- DO THIS
Exactly reproduce each line of the listing that follows.

-- START OF INPUT --

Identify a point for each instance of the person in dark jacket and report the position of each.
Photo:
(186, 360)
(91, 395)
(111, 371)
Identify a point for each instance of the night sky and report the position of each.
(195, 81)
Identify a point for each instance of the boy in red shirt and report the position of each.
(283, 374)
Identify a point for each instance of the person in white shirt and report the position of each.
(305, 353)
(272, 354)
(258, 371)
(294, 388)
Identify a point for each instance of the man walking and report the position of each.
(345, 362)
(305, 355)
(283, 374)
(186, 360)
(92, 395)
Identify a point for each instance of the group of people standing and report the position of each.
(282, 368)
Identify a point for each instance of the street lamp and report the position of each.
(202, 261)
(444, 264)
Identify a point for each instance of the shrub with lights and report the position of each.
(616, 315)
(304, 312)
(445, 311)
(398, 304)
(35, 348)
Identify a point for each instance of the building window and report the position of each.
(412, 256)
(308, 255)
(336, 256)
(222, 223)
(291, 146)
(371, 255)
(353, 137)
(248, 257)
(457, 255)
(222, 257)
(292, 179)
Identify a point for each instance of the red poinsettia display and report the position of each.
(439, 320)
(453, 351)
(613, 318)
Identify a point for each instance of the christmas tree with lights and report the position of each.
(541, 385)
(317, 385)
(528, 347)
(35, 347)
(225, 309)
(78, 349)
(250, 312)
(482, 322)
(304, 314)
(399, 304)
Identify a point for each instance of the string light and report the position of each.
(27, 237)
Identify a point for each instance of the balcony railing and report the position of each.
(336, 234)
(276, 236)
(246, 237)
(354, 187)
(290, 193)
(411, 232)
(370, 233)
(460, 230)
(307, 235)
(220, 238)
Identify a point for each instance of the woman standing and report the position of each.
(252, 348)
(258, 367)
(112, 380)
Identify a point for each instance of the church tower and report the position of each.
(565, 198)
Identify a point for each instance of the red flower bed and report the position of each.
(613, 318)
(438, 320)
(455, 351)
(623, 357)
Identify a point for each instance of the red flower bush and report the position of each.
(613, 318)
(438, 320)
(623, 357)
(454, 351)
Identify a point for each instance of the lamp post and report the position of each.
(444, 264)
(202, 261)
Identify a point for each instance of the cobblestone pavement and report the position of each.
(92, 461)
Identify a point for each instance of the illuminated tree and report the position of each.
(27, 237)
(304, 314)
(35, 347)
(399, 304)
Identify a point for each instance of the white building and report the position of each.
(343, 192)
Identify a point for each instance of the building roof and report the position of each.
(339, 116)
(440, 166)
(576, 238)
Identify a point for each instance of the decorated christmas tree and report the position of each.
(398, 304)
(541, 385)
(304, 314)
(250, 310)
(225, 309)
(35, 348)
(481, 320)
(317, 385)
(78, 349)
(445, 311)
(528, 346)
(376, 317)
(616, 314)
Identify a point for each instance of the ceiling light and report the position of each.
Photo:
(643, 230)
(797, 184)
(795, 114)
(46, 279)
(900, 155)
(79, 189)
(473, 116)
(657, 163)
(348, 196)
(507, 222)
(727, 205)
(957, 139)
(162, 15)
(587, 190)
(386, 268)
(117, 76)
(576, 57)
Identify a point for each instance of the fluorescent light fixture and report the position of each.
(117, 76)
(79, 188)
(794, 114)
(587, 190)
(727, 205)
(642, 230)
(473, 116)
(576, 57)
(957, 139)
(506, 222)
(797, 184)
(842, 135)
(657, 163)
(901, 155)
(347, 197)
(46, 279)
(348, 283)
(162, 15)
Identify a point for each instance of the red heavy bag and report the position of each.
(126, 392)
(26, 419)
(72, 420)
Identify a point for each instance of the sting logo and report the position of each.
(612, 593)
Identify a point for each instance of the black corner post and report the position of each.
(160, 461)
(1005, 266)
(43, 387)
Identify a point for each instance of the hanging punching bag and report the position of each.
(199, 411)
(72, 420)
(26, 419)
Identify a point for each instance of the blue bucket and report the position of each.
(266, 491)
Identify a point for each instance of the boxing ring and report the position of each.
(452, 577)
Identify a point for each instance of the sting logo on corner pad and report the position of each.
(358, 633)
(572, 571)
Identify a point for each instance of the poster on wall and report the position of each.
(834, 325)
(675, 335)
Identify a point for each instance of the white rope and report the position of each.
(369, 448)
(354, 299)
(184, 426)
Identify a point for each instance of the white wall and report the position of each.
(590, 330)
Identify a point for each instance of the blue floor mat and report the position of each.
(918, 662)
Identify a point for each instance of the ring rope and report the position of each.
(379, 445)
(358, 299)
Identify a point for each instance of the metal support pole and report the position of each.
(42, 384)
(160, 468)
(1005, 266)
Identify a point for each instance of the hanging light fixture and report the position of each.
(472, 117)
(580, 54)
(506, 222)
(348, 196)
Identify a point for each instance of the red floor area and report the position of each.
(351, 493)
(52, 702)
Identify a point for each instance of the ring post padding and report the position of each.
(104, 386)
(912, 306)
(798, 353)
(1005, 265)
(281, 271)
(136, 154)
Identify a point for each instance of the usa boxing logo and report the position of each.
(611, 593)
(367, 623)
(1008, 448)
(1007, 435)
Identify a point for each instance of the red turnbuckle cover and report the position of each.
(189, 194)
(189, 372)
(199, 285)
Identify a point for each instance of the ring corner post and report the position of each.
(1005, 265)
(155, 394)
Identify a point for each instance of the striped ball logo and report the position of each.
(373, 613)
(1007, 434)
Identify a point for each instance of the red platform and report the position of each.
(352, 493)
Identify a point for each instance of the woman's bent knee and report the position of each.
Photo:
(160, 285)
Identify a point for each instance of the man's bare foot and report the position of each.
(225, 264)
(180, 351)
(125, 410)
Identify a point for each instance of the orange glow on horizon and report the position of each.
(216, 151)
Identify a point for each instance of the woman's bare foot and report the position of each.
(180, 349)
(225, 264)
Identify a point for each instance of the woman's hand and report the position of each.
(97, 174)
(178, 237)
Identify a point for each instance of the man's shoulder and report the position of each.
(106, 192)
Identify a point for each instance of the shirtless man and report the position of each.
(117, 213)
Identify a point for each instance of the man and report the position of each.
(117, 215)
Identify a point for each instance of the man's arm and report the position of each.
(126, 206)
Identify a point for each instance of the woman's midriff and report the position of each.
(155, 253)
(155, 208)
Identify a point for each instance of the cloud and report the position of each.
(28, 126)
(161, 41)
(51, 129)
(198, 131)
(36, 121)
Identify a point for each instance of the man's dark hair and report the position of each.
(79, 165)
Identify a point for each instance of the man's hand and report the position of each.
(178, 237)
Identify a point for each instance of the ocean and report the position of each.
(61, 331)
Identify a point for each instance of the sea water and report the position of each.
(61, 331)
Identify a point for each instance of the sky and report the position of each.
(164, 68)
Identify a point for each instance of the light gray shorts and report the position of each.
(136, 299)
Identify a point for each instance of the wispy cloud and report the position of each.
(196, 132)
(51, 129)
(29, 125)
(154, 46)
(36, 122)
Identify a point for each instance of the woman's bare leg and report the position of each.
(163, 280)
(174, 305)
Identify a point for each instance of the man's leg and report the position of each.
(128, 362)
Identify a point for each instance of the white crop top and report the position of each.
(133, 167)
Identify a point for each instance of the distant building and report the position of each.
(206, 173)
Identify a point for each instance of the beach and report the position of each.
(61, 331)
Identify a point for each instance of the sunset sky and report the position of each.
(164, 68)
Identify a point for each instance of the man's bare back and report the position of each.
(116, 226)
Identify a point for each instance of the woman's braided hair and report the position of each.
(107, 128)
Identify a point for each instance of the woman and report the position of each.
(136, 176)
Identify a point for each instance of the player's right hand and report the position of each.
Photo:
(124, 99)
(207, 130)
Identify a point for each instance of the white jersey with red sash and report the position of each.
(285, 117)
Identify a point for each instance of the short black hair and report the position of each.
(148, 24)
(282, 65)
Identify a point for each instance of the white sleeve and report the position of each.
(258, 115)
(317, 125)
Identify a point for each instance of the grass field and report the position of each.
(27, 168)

-- END OF INPUT --

- EXERCISE ANSWER
Identify a point for each instance of the person in dark jacket and report the position of each.
Photo:
(186, 360)
(91, 395)
(111, 371)
Identify a point for each instance of the night sky and report the position of each.
(195, 81)
Identify a point for each instance of the boy in red shirt and report the position of each.
(283, 374)
Identify a point for each instance of the person in white shirt and report the position of each.
(305, 353)
(272, 354)
(258, 371)
(294, 388)
Identify a point for each instance of the man walking and report the position of each.
(345, 362)
(305, 355)
(283, 374)
(186, 360)
(92, 395)
Identify a point for each instance of the group of people standing and report the position of each.
(282, 368)
Identify a point for each instance of the street lamp and report the position of each.
(202, 261)
(444, 264)
Identify a point for each instance of the shrub with lights and report the position of each.
(616, 315)
(304, 312)
(445, 311)
(398, 304)
(35, 348)
Identify a point for each instance of the building window and report the position of each.
(412, 256)
(308, 255)
(336, 256)
(222, 223)
(291, 146)
(371, 255)
(353, 137)
(248, 257)
(457, 255)
(222, 257)
(292, 179)
Identify a point for each instance of the red poinsettia display and report the position of each.
(439, 320)
(453, 351)
(613, 318)
Identify a point for each instance of the christmas tree with lights and report the position of each.
(541, 385)
(317, 385)
(528, 347)
(35, 347)
(225, 309)
(78, 349)
(250, 312)
(482, 322)
(304, 314)
(399, 304)
Identify a point for each instance of the string light and report the position of each.
(27, 237)
Identify a point for each instance of the balcony railing and report the position of each.
(336, 234)
(276, 236)
(246, 237)
(354, 187)
(290, 193)
(411, 232)
(370, 233)
(460, 230)
(307, 235)
(220, 238)
Identify a point for each instance of the woman standing and report the position of each.
(252, 348)
(258, 367)
(112, 380)
Identify a point for each instance of the church tower and report the position of each.
(565, 198)
Identify a point for each instance of the red flower bed and report the position of each.
(613, 318)
(438, 320)
(455, 351)
(623, 357)
Identify a point for each instance of the red flower bush and report the position of each.
(613, 318)
(438, 320)
(623, 357)
(454, 351)
Identify a point for each instance of the lamp post and report the position of each.
(444, 264)
(202, 261)
Identify a point for each instance of the cobblestone pavement and report the position of each.
(92, 461)
Identify a point for each instance of the illuminated tree and report the position of each.
(27, 237)
(304, 314)
(35, 347)
(399, 304)
Identify a point for each instance of the white building and report the position of each.
(343, 192)
Identify a point for each instance of the building roof and report the position of each.
(339, 116)
(440, 166)
(576, 238)
Identify a point for each instance of the decorated christmas tree and report the position of each.
(398, 304)
(541, 385)
(304, 314)
(250, 310)
(225, 309)
(35, 348)
(481, 320)
(317, 385)
(78, 349)
(445, 311)
(528, 346)
(376, 317)
(616, 314)
Identify a point for each instance of the ceiling light and report the position of each.
Photo:
(643, 230)
(797, 184)
(795, 114)
(46, 279)
(900, 155)
(79, 189)
(473, 116)
(657, 163)
(348, 196)
(507, 222)
(727, 205)
(957, 139)
(162, 15)
(587, 190)
(386, 268)
(117, 76)
(576, 57)
Identify a point for each instance of the fluorescent light fixture and report the position of each.
(117, 76)
(79, 188)
(794, 114)
(587, 190)
(727, 205)
(642, 230)
(473, 116)
(576, 57)
(957, 139)
(506, 222)
(797, 184)
(842, 135)
(657, 163)
(901, 155)
(347, 197)
(46, 279)
(348, 283)
(162, 15)
Identify a point for each instance of the red heavy bag and report the position of each.
(126, 392)
(26, 419)
(72, 420)
Identify a point for each instance of the sting logo and report the position of each.
(612, 593)
Identify a point for each instance of the black corner post and report the position of each.
(160, 461)
(1005, 266)
(43, 387)
Identify a point for each instance of the hanging punching bag and report the position of each.
(199, 411)
(72, 420)
(26, 419)
Identify a point for each instance of the blue bucket and report the position of each.
(266, 491)
Identify a point for each instance of the boxing ring and report the position of each.
(452, 577)
Identify a point for each instance of the sting logo on corner pad and report the position of each.
(358, 633)
(572, 571)
Identify a point for each instance of the poster on wall and report the position of each.
(834, 325)
(675, 335)
Identify a point for each instance of the white rope and report the position of each.
(369, 448)
(354, 299)
(184, 426)
Identify a point for each instance of the white wall and report the position of each.
(590, 330)
Identify a point for each instance of the blue floor mat and report the position of each.
(918, 662)
Identify a point for each instance of the ring rope and report the position of each.
(379, 445)
(358, 299)
Identify a point for each instance of the metal support pole and report the position of each.
(42, 384)
(160, 468)
(1005, 266)
Identify a point for each instance of the hanging light fixture and report the position of each.
(472, 117)
(580, 54)
(506, 222)
(348, 196)
Identify a point for each instance of the red floor area and report the position of each.
(351, 493)
(52, 702)
Identify a point for each instance of the ring post padding and report the position of each.
(104, 386)
(912, 306)
(798, 353)
(1005, 265)
(281, 271)
(136, 154)
Identify a point for each instance of the usa boxing logo and report the position of each.
(611, 593)
(367, 623)
(1008, 448)
(1007, 435)
Identify a point for each instance of the red turnbuckle cover and report the position of each.
(189, 194)
(189, 372)
(199, 285)
Identify a point for each instance of the ring corner post and report the position of each.
(1005, 265)
(155, 394)
Identify a point for each instance of the striped ball logo and report the position of each.
(373, 613)
(1007, 434)
Identify a point for each instance of the red platform and report the position of each.
(352, 493)
Identify a point for each instance of the woman's bent knee and report the position of each.
Photo:
(160, 285)
Identify a point for each instance of the man's bare foot and report the position of each.
(225, 264)
(180, 351)
(125, 410)
Identify a point for each instance of the orange glow on horizon and report the position of each.
(216, 151)
Identify a point for each instance of the woman's bare foot and report the position of each.
(180, 349)
(225, 264)
Identify a point for each instance of the woman's hand and report the position of each.
(97, 174)
(178, 237)
Identify a point for each instance of the man's shoulder and report the position of each.
(106, 192)
Identify a point for each instance of the shirtless man and report the position of each.
(117, 213)
Identify a point for each instance of the man and report the position of each.
(117, 215)
Identify a point for each instance of the man's arm and report the position of each.
(126, 206)
Identify a point for each instance of the woman's midriff and report the position of each.
(155, 253)
(155, 208)
Identify a point for each instance of the cloud and report the position of each.
(28, 126)
(161, 41)
(51, 129)
(198, 131)
(36, 121)
Identify a point for each instance of the man's dark hair and report the position of each.
(79, 165)
Identify a point for each instance of the man's hand and report the position of each.
(178, 237)
Identify a point for each instance of the ocean and report the position of each.
(61, 331)
Identify a point for each instance of the sea water and report the position of each.
(61, 331)
Identify a point for each instance of the sky and report the position of each.
(164, 68)
Identify a point for each instance of the light gray shorts and report the position of each.
(136, 299)
Identify a point for each instance of the wispy cloud and report the position of each.
(196, 132)
(51, 129)
(29, 125)
(154, 46)
(36, 122)
Identify a point for each instance of the woman's bare leg and report the position of each.
(163, 280)
(174, 305)
Identify a point for each instance of the man's leg and report the position of each.
(128, 362)
Identify a point for each instance of the white crop top and report the position of each.
(133, 167)
Identify a point for each instance of the distant building and report the position of each.
(206, 173)
Identify a point for each instance of the beach and report the position of each.
(61, 331)
Identify a point for each instance of the sunset sky and report the position of each.
(164, 68)
Identify a point for each instance of the man's bare back and report the position of each.
(116, 226)
Identify a point for each instance of the woman's braided hair and report the position of each.
(107, 128)
Identify a point for each instance of the woman and report the position of each.
(136, 176)
Identify a point for each instance of the player's right hand and report the position of each.
Photo:
(124, 99)
(207, 130)
Identify a point for each instance of the white jersey with red sash and report the position of each.
(285, 117)
Identify a point for each instance of the short black hair and report the position of each.
(148, 24)
(282, 65)
Identify a point for each instance of the white sleeve and report the position of each.
(258, 115)
(317, 125)
Identify a point for each instance of the grass field and report the position of each.
(27, 168)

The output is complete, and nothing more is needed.